▶ **Aufgabe A**:
Aktualisiere in den Einträgen den Abschnitt von der Zeile mit „the man's ear“ bis zur Zeile mit „<point>760,248</point>“, indem du „man's ear“ durch „man's earlobe“ ersetzt. Gib nur diese Zeilen aus und lass alles andere unverändert.

▶ **Textauszug**:

• • •

Kapitel 10 (Mit berechtigter und unsachlicher Kritik umgehen lernen) des Ratgebers Lass dir nicht alles gefallen
Kapitel 10 Ratgeber Selbstbewusstsein
Stell dir vor, es gäbe eine kugelsichere Weste, die dich vor Kritik und Angriffen schützen würde. Jeder Giftpfeil, den ein anderer auf dich abschießt, würde einfach an dir abprallen, ohne dich zu verletzen. Würdest du dir eine solche Weste zulegen?
Eine solche Weste gibt es. Wie du dir diese zulegen kannst, davon handelt dieses Kapitel. Mit Kritik selbstsicher umgehen zu können, ist eine wichtige Fähigkeit im Zusammenleben mit anderen Menschen. Wenn es dir wie den meisten Menschen geht, dann kannst du jedoch mit Kritik nur sehr schlecht oder gar nicht umgehen.
Wirst du kritisiert, dann fühlst du dich vielleicht persönlich angegriffen, verteidigst dich, versuchst deinen Kopf aus der Schlinge zu ziehen, indem du die Verantwortung auf andere schiebst, greifst den anderen an, hast Rachegelüste oder ziehst dich gekränkt in eine Ecke zurück und leckst deine Wunden.
Die Antwort darauf finden wir in unserer Kindheit. Wurden wir als Kinder von unseren Eltern kritisiert, dann empfanden wir ihre Kritik als Ablehnung unserer Person. Als Kind von den wichtigsten Bezugspersonen abgelehnt zu werden, bedeutet immer, Gefahr zu laufen, die Liebe und Unterstützung dieser wichtigen Menschen zu verlieren.
Wenn wir als Kinder befürchten, die Liebe anderer zu verlieren, dann sehen wir uns buchstäblich in Lebensgefahr, da wir ohne diese Menschen nicht überleben können. Wir sind als Kinder so auf unsere Eltern angewiesen, sind von ihnen so abhängig, dass wir den möglichen Verlust ihrer Liebe als etwas Lebensgefährliches betrachten. Auch folgte der Kritik der Eltern oft eine Bestrafung.
Auf diese Weise haben wir gelernt, Kritik als etwas sehr Gefährliches anzusehen, vor dem man sich schützen muss, dem man möglichst aus dem Weg gehen muss. Obwohl unser Überleben als Erwachsene nicht mehr in dem Maße von anderen abhängig ist, obwohl wir sehr gut ohne die Liebe und Unterstützung anderer leben könnten, haben viele von uns trotzdem noch panische Angst vor Kritik.
Grundsätzlich gibt es zwei Beweggründe, warum Menschen kritisieren: Sie tun es entweder, um uns zu schaden oder um uns zu helfen.

• • •

▶ **Zu bearbeitende Einträge**:

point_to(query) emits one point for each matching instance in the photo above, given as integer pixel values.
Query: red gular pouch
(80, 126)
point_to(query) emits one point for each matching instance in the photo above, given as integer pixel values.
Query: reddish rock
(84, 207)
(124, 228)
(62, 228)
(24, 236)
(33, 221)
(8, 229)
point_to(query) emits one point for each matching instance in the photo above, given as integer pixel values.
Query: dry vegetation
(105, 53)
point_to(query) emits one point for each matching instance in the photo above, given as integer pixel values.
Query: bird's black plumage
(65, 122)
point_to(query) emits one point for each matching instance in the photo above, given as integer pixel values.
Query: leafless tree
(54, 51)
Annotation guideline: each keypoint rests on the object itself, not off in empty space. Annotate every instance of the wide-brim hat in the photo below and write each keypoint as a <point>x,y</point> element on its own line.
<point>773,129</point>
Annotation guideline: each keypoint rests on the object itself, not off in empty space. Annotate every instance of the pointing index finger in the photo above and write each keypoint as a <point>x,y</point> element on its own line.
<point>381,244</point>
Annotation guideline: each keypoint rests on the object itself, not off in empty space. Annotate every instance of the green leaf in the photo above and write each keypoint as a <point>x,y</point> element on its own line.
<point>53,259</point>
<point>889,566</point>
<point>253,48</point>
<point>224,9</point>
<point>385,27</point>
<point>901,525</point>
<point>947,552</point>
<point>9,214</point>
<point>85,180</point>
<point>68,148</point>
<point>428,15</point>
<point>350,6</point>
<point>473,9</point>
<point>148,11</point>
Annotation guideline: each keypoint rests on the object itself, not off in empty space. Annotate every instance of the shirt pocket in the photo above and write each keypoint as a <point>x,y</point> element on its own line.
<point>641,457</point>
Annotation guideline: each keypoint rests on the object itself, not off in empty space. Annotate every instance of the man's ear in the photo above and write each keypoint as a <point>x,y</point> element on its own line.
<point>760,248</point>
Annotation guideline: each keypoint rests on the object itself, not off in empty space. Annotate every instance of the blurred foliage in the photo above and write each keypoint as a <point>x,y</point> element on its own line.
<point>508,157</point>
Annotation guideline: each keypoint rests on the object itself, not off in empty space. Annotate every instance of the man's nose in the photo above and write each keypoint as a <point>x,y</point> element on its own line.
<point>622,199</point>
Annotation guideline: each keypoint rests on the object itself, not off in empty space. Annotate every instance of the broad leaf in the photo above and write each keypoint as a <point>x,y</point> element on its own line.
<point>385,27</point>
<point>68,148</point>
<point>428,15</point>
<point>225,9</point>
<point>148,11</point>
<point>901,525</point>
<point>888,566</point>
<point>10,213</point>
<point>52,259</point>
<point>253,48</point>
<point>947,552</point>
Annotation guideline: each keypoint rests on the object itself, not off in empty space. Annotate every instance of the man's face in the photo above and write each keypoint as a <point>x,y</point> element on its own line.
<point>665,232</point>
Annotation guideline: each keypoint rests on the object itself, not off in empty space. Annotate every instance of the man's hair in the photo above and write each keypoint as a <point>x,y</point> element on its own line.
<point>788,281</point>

• • •

▶ **Aufgabe B**:
Schreib bitte aus dem Text über den Umgang mit Kritik den Abschnitt von „Kapitel 10 (Mit“ bis „solche Weste zulegen?“ wortgetreu ab.

▶ **Lösung A**:
Annotation guideline: each keypoint rests on the object itself, not off in empty space. Annotate every instance of the man's earlobe in the photo above and write each keypoint as a <point>x,y</point> element on its own line.
<point>760,248</point>

▶ **Lösung B**:
Kapitel 10 (Mit berechtigter und unsachlicher Kritik umgehen lernen) des Ratgebers Lass dir nicht alles gefallen
Kapitel 10 Ratgeber Selbstbewusstsein
Stell dir vor, es gäbe eine kugelsichere Weste, die dich vor Kritik und Angriffen schützen würde. Jeder Giftpfeil, den ein anderer auf dich abschießt, würde einfach an dir abprallen, ohne dich zu verletzen. Würdest du dir eine solche Weste zulegen?